◆ Task to complete: Work out how many lines in the records contain the word "here", and give that number alone.

Input data below:

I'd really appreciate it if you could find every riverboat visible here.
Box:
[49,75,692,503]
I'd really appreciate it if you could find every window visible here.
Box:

End of Input data.

◆ Response to this task: 2